------ Lesetext ------
Während Apologeten des offenen Wissens mit offenem Mund über diesen rasend schnell gewachsenen Informationsmoloch staunen, fragen sich viele Gelegenheitsnutzer, ob man den zusammengetragenen Infos überhaupt trauen kann – schließlich dürfen ja Hinz und Kunz mitschreiben. Meine persönliche Meinung zu diesem Thema ist: Lexikonredaktionen sind auch nicht unfehlbar, viele Augen sehen mehr als wenige und ganz generell ist die Wikimedia-Foundation die adäquate Reaktion auf die Tatsache, dass das Wissen der Menschheit anno 2k8 in kein 20bändiges Lexikon mehr reinpasst. Et voila, hier aus erster Hand: Infos über die Wikipedia von einem, der’s wissen muss!

datenschmutz: Seit wann kennst du die Wikipedia?
------
• Aufgabenliste:
a. Schreiben Sie aus dem Text über die Wikipedia alles von „Während Apologeten des“ bis hinunter zu „du die Wikipedia?“ wortgetreu ab.
b. Setzen Sie den Text über die Wikipedia im Anschluss an seinen letzten Satz fort.
------ Gezeigtes Material ------
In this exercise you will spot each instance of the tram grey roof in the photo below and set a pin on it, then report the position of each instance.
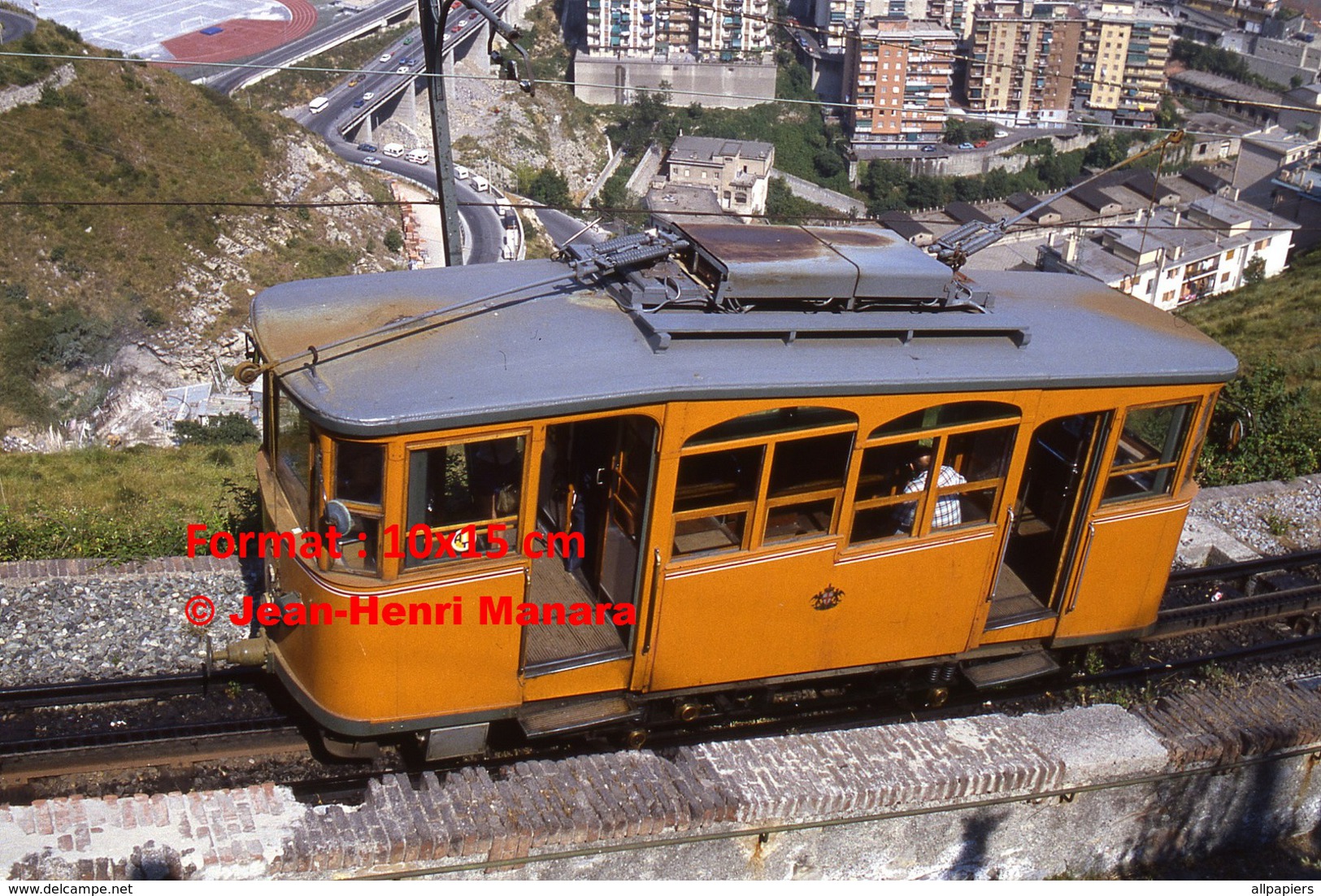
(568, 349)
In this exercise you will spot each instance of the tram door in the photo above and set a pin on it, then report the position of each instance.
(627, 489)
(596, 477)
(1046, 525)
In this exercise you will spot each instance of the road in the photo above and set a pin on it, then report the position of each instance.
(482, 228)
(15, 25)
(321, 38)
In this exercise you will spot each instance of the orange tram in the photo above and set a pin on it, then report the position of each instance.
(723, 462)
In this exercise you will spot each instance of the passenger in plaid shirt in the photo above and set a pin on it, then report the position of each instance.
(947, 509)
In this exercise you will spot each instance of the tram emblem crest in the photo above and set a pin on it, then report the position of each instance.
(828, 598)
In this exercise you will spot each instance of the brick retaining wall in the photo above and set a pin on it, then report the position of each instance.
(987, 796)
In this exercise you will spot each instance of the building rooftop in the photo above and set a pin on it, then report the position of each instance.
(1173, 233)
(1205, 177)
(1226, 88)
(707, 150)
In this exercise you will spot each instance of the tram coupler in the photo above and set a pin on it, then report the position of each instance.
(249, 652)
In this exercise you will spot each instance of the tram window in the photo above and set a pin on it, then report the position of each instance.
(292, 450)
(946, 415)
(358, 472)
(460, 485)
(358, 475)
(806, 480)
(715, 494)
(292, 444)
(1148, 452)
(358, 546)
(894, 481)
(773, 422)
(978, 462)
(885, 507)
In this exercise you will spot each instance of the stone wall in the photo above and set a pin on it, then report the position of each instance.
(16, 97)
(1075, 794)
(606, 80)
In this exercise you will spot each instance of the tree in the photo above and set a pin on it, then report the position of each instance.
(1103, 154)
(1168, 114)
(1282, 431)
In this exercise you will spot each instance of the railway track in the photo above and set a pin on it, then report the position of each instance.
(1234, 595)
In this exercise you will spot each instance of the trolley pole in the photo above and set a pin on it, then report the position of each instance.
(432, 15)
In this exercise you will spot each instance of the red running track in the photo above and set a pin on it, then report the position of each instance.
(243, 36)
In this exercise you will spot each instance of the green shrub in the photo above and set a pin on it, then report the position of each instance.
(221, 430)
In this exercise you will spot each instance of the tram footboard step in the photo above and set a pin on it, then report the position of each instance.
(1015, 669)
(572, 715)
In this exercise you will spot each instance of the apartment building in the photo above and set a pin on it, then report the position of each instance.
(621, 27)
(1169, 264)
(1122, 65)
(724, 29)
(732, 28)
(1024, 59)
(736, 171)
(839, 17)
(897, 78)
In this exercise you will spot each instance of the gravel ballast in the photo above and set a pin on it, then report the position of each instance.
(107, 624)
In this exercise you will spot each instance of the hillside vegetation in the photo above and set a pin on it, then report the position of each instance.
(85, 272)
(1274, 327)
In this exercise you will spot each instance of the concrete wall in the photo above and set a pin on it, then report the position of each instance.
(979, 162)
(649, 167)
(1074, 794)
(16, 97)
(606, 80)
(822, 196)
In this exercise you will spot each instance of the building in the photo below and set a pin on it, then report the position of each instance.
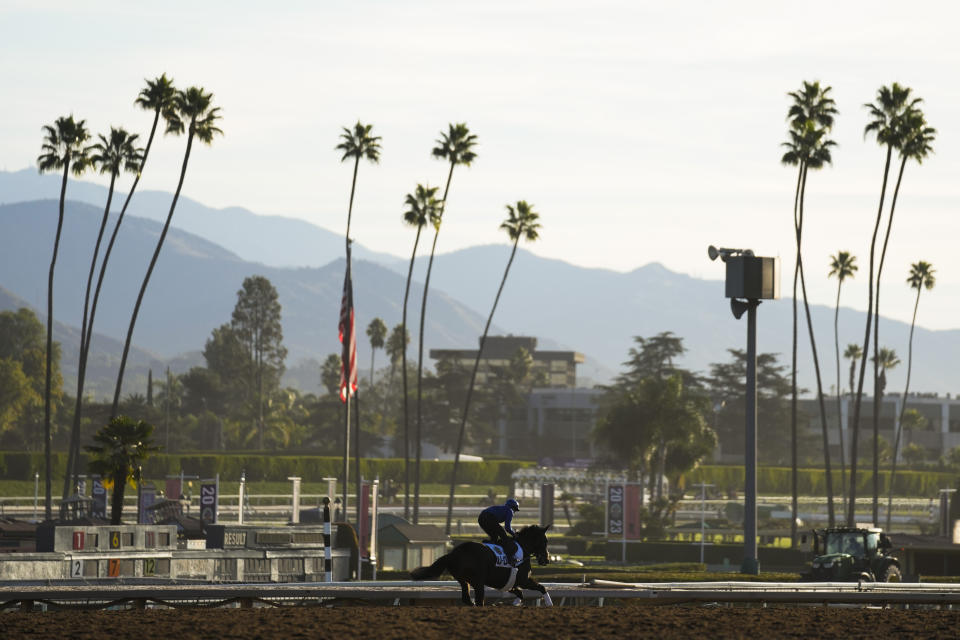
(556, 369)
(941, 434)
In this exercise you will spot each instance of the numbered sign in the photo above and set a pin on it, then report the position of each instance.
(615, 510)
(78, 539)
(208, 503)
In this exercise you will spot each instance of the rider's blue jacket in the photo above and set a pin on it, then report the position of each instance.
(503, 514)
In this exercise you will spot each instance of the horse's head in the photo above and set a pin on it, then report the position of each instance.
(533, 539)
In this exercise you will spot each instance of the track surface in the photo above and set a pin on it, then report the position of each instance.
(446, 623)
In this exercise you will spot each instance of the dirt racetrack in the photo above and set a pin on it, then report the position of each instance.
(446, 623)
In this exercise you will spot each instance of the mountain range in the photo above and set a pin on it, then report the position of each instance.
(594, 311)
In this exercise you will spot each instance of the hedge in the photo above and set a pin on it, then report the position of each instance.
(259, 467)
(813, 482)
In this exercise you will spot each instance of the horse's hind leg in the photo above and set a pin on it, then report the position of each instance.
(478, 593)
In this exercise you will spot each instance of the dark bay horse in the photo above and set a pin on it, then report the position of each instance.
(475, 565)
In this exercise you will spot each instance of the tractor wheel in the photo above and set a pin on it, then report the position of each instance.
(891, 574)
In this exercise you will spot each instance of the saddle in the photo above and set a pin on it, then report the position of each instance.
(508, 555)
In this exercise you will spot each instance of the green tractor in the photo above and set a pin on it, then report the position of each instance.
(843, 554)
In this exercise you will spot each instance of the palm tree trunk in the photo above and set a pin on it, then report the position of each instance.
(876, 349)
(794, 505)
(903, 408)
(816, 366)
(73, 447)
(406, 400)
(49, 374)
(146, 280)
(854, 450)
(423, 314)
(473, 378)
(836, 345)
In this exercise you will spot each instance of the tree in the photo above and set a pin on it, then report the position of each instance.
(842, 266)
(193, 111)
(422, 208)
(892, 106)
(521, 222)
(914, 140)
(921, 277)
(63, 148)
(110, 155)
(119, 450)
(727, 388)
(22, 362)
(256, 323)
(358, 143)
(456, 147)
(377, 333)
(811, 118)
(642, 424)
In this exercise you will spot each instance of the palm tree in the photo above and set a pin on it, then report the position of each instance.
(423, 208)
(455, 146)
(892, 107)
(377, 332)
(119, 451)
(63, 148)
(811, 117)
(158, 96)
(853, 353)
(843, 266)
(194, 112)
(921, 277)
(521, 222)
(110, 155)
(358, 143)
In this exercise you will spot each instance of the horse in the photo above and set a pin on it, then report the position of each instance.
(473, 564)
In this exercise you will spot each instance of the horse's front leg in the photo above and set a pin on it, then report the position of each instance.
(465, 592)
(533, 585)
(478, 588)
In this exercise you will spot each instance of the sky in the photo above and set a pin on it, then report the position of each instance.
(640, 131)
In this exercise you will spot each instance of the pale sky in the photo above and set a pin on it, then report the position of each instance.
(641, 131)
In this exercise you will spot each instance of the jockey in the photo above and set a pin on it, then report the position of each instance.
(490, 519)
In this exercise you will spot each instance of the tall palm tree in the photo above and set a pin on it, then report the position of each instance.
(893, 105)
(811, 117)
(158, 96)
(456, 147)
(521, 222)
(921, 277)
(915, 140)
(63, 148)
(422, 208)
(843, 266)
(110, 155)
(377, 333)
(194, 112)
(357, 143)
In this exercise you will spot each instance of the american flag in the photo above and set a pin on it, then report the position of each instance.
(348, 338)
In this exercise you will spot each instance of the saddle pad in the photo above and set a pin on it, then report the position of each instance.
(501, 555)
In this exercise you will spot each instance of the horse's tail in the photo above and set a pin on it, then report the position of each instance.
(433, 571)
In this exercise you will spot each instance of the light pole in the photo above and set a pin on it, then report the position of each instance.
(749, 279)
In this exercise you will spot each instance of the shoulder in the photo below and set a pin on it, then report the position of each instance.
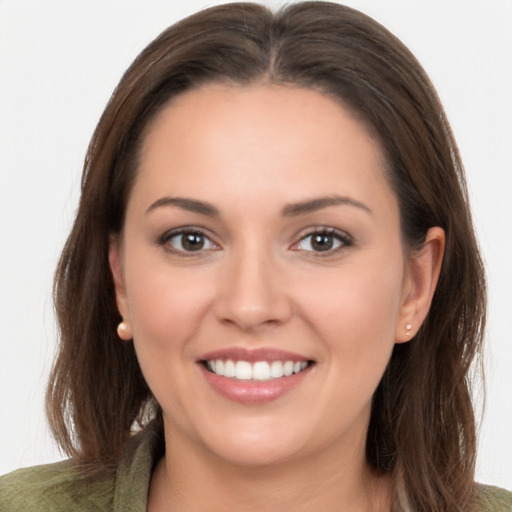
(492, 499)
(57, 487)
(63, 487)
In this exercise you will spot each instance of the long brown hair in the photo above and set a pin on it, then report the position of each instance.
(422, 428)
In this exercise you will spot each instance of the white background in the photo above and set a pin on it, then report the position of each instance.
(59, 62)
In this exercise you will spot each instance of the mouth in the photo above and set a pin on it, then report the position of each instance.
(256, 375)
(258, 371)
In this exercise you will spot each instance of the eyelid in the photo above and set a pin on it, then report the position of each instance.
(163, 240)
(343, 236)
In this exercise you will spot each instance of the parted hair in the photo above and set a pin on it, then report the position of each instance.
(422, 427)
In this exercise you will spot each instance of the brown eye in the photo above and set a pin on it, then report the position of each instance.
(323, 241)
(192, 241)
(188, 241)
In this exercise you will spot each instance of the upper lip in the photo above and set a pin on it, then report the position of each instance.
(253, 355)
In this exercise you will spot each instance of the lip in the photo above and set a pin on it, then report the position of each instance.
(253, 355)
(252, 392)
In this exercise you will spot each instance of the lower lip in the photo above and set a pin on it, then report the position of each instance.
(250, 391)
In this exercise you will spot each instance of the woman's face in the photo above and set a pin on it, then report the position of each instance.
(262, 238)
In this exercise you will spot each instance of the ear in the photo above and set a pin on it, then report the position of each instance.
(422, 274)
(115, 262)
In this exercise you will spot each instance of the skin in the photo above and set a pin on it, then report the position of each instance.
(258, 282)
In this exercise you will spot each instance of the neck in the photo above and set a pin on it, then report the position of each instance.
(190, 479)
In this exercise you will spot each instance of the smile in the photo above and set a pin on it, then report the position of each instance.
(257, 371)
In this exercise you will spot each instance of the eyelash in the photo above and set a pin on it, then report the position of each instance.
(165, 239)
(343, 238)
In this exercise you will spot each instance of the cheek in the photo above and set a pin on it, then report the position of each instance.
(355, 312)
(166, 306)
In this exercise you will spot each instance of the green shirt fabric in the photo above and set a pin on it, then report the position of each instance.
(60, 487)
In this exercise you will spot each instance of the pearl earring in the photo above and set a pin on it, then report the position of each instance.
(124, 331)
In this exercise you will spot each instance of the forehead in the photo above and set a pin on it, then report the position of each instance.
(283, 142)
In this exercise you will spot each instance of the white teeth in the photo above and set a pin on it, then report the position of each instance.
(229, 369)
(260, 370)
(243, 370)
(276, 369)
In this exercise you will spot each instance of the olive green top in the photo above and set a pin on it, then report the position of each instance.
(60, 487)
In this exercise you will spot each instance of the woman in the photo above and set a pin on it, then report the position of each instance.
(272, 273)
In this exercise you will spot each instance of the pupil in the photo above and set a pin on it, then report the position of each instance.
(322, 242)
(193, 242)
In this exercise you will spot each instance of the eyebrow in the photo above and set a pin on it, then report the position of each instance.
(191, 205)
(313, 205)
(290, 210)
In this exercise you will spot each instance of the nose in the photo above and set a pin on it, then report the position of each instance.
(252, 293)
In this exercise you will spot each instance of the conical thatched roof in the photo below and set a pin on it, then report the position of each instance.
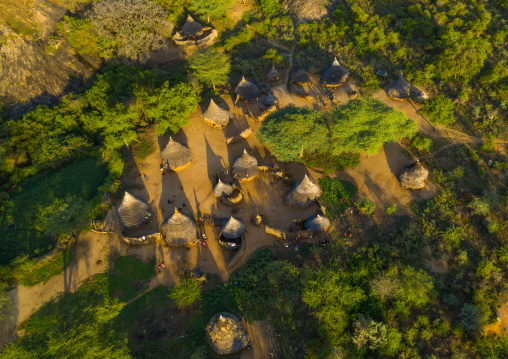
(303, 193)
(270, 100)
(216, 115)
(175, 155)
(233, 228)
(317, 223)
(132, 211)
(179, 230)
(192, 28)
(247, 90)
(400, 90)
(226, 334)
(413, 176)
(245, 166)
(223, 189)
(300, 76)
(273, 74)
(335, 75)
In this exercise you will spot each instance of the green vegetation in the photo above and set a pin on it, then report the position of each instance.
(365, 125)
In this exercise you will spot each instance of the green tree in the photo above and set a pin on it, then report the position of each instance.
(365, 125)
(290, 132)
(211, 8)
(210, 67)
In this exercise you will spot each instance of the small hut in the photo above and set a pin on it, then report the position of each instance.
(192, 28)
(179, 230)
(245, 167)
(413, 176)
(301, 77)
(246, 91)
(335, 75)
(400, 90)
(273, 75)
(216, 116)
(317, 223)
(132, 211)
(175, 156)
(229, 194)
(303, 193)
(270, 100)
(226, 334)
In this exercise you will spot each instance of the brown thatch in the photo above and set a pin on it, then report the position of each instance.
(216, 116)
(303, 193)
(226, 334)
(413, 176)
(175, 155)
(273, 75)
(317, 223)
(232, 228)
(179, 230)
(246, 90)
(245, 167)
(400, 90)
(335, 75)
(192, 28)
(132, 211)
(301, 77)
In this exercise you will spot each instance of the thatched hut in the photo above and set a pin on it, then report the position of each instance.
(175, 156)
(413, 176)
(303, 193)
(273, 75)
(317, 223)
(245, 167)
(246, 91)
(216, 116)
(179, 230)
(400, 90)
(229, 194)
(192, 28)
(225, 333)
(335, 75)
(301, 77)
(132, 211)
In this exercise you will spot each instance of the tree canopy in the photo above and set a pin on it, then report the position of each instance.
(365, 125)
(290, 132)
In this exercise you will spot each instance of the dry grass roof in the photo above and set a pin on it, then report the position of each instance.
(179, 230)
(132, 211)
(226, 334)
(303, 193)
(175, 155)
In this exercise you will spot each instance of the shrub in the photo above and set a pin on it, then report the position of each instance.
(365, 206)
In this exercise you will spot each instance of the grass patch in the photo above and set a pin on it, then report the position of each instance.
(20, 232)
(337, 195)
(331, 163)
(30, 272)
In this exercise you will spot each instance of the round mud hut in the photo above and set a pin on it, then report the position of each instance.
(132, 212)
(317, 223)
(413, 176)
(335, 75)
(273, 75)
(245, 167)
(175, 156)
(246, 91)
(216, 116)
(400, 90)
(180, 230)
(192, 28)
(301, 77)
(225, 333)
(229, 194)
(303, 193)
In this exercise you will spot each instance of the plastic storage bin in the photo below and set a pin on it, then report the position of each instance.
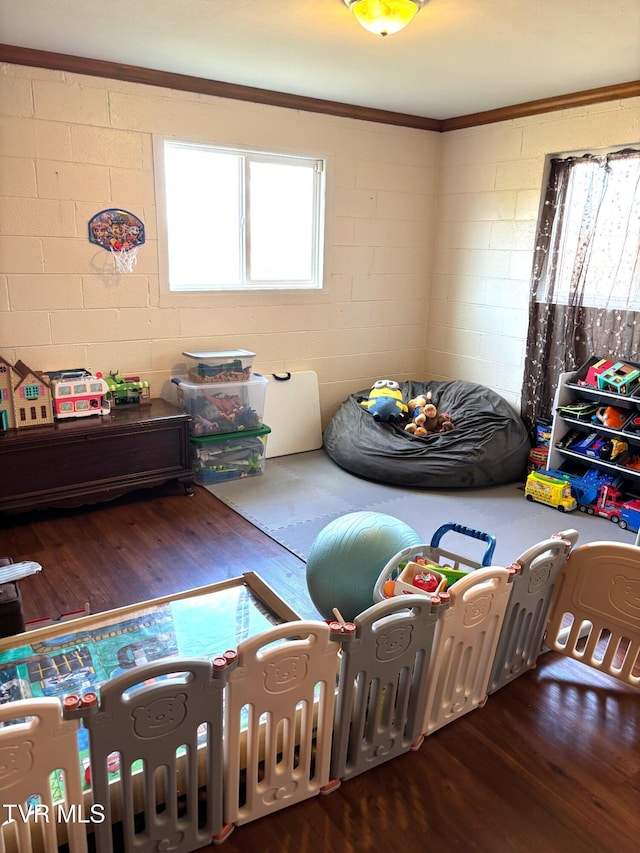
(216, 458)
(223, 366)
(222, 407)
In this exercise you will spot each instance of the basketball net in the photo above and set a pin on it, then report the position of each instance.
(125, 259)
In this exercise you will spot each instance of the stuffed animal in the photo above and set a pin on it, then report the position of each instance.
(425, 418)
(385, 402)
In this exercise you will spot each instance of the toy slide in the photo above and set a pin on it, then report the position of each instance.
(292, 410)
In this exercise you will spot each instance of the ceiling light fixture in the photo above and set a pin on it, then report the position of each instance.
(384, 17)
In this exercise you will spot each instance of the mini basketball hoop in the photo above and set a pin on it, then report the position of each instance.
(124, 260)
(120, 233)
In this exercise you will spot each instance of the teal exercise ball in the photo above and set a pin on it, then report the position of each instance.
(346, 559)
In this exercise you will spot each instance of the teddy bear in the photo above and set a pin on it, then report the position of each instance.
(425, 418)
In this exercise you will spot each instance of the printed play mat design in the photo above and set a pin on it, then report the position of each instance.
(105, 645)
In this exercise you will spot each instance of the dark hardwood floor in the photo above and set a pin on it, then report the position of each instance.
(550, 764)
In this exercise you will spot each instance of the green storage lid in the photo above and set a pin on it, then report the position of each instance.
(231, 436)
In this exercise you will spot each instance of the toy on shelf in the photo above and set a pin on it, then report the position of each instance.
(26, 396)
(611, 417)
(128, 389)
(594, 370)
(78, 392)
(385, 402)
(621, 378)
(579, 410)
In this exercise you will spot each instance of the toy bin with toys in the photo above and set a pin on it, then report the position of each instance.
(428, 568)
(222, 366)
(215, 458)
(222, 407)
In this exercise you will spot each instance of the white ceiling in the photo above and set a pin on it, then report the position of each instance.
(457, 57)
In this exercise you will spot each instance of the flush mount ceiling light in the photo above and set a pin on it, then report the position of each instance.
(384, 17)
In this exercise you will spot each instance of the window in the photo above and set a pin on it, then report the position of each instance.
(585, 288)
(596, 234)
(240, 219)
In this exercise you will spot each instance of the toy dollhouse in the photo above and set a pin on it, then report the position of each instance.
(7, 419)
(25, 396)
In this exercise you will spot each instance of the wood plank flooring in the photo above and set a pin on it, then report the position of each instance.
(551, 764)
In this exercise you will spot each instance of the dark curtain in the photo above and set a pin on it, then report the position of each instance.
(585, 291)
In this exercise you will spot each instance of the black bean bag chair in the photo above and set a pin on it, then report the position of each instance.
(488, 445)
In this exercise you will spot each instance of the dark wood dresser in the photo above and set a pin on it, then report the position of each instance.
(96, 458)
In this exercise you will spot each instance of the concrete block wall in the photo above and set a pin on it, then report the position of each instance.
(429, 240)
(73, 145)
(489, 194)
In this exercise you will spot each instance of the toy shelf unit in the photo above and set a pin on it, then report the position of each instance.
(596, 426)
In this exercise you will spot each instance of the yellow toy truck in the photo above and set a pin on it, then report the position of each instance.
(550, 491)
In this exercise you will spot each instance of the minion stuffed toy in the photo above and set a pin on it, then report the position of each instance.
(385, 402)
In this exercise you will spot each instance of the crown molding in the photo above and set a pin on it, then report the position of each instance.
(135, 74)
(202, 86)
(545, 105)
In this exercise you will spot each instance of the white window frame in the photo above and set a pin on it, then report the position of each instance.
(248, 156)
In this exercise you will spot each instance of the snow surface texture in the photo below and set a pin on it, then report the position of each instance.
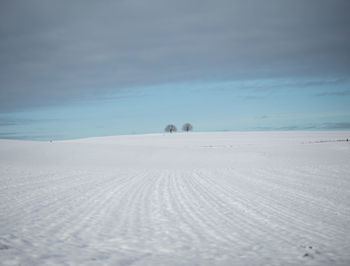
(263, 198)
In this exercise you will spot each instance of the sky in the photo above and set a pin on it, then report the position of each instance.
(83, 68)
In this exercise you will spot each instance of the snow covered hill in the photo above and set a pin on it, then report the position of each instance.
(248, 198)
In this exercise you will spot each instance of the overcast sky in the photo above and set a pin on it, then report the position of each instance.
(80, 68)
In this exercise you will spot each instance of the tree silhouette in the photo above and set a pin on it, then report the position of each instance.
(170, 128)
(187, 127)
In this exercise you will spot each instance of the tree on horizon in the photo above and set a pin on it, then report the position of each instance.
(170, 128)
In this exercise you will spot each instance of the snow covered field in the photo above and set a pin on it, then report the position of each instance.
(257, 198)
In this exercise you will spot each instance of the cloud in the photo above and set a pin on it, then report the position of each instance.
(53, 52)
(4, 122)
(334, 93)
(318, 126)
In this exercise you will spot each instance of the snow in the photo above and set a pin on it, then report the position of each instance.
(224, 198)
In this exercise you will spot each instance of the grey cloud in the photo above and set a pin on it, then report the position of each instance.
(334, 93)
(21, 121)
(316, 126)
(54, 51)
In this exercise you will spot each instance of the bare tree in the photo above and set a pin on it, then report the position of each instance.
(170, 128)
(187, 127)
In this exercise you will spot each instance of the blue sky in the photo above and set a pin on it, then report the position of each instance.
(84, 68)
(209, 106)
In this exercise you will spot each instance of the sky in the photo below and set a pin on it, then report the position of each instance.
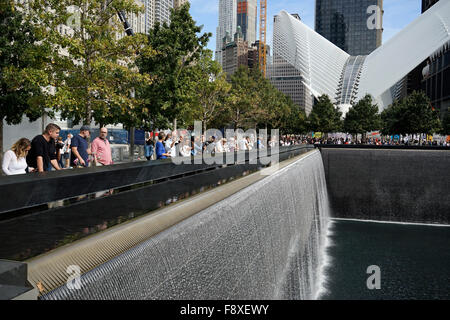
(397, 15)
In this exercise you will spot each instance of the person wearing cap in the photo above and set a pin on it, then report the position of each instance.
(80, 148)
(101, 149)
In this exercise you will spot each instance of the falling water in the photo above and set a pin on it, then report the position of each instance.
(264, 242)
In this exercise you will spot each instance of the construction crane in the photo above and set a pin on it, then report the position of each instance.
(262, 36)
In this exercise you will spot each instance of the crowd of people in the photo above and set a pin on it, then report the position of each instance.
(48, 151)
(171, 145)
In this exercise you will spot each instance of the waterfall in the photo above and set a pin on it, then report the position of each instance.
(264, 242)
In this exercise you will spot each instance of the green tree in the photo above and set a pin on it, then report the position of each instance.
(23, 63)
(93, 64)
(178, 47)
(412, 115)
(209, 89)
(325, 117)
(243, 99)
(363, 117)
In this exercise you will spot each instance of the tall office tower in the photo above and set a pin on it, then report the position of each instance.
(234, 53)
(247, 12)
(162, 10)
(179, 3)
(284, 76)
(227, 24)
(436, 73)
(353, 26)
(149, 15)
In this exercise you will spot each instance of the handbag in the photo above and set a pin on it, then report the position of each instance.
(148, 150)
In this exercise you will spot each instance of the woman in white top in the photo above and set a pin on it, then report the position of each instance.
------
• Antworten je Aufgabe:
a.
Während Apologeten des offenen Wissens mit offenem Mund über diesen rasend schnell gewachsenen Informationsmoloch staunen, fragen sich viele Gelegenheitsnutzer, ob man den zusammengetragenen Infos überhaupt trauen kann – schließlich dürfen ja Hinz und Kunz mitschreiben. Meine persönliche Meinung zu diesem Thema ist: Lexikonredaktionen sind auch nicht unfehlbar, viele Augen sehen mehr als wenige und ganz generell ist die Wikimedia-Foundation die adäquate Reaktion auf die Tatsache, dass das Wissen der Menschheit anno 2k8 in kein 20bändiges Lexikon mehr reinpasst. Et voila, hier aus erster Hand: Infos über die Wikipedia von einem, der’s wissen muss!

datenschmutz: Seit wann kennst du die Wikipedia?

b.
Christoph: Also bekannt ist mir die Wikipedia selbst seit 2001. In dem Jahr bin ich zuerst auf die deutsche Version gestoßen. Ich selbst hatte mich aber schon viel früher auch bei der Nupedia angemeldet, dem Vorläuferprojekt, aus dem die Wikipedia selbst entstanden ist. Als aktiver Autor bin ich seit 2004 tätig.

?: Wie genau sehen deine Tätigkeiten im Team aus? Wofür bist du zuständig und wie viel Zeit investierst du pro Tag bzw. Woche?

!: Meine grundsätzliche Tätigkeit sehe ich eigentlich im Schreiben von Artikeln, so bin ich ja auch zur Wikipedia gekommen: ich wollte in den Bereichen, wo ich etwas beitragen kann, „Lücken“ füllen. Mittlerweile bin ich in die Planung eines Österreichischen Wikipedia Vereins (Wikimedia Österreich) analog zum Deutschen Verein (Wikimedia Deutschland) involviert. Als Pressekontakt versuche ich die Funktionsweisen und Abläufe der Wikipedia nach außen zu kommunizieren. Prinzipiell geht darum, die Einstiegshürden zu überwinden, damit eine Person, die etwas beitragen kann und möchte auch „gehört“ wird bzw. innerhalb der Wikipedia mitschreiben kann.

?: Wie bist zu zur Mitarbeit gekommen?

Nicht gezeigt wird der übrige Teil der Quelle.